## WORK TO COMPLETE
- A) According to the 1809 Scotland list, what purpose lay behind the clearance of the Leveson-Gower family estates for which William Young was appointed commissioner?
- B) From the 1809 Scotland list, return verbatim the passage that begins at the words "9 December –" and stops after "Young, is appointed.".

## SUPPLIED TEXT
= = = = =
Events from the year 1809 in Scotland.

Incumbents

Law officers 
 Lord Advocate – Archibald Colquhoun
 Solicitor General for Scotland – David Boyle

Judiciary 
 Lord President of the Court of Session – Lord Avontoun
 Lord Justice General – The Duke of Montrose
 Lord Justice Clerk – Lord Granton

Events 
  – the General Association of Operative Weavers is formed.
 May – a construction railway at the site of Bell Rock Lighthouse is completed.
 August – Crinan Canal declared "finally complete".
 16 August – Meikle Ferry disaster: An overloaded ferry crossing the Dornoch Firth to Tain market sinks, drowning 99.
 November – Thomas Telford certifies completion of his Dunkeld-Birnam bridge. His bridges at Ballater and Conon Bridge are also completed this year.
 11 November – the North British and Mercantile Insurance company commences business as a fire insurance office in Edinburgh.
 9 December – the Dumfries Courier is established as a weekly newspaper in Annan by Rev. Dr. Henry Duncan as The Dumfries and Galloway Courier.
 Highland Clearances – first commissioner for clearance of the Leveson-Gower family estates in Scotland for sheep farming, William Young, is appointed.
 The Tally Toor, a Martello tower, is erected off Leith.
 A bridge over the River Cart is washed away in a flood.
= = = = =
## EXTRACTED ENTRIES

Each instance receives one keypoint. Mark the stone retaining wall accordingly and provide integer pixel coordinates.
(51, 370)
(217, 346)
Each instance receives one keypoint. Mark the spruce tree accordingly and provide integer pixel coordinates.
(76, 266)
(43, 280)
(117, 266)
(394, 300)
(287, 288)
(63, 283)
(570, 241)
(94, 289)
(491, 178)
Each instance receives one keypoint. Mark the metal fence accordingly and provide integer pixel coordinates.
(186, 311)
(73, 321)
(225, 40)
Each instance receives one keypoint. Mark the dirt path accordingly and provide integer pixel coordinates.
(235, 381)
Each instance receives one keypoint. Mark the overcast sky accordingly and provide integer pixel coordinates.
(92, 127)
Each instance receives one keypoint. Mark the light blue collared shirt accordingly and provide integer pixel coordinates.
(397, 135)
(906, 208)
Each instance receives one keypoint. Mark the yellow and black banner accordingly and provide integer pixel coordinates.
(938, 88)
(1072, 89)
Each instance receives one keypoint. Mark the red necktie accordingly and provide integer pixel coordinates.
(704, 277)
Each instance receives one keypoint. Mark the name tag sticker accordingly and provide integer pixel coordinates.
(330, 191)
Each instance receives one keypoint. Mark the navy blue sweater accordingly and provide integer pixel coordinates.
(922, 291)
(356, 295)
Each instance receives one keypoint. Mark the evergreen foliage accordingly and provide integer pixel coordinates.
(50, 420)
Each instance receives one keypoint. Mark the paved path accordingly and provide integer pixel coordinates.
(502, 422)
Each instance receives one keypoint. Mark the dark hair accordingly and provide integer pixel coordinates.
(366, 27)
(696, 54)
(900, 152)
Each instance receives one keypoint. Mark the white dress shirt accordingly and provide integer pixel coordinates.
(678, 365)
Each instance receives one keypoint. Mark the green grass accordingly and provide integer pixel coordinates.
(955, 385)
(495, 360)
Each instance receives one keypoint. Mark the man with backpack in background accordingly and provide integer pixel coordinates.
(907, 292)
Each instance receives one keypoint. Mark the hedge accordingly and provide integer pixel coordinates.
= = = = =
## SOLUTIONS FOR EACH TASK
- A) The estates were being cleared for sheep farming.

- B)
9 December – the Dumfries Courier is established as a weekly newspaper in Annan by Rev. Dr. Henry Duncan as The Dumfries and Galloway Courier.
 Highland Clearances – first commissioner for clearance of the Leveson-Gower family estates in Scotland for sheep farming, William Young, is appointed.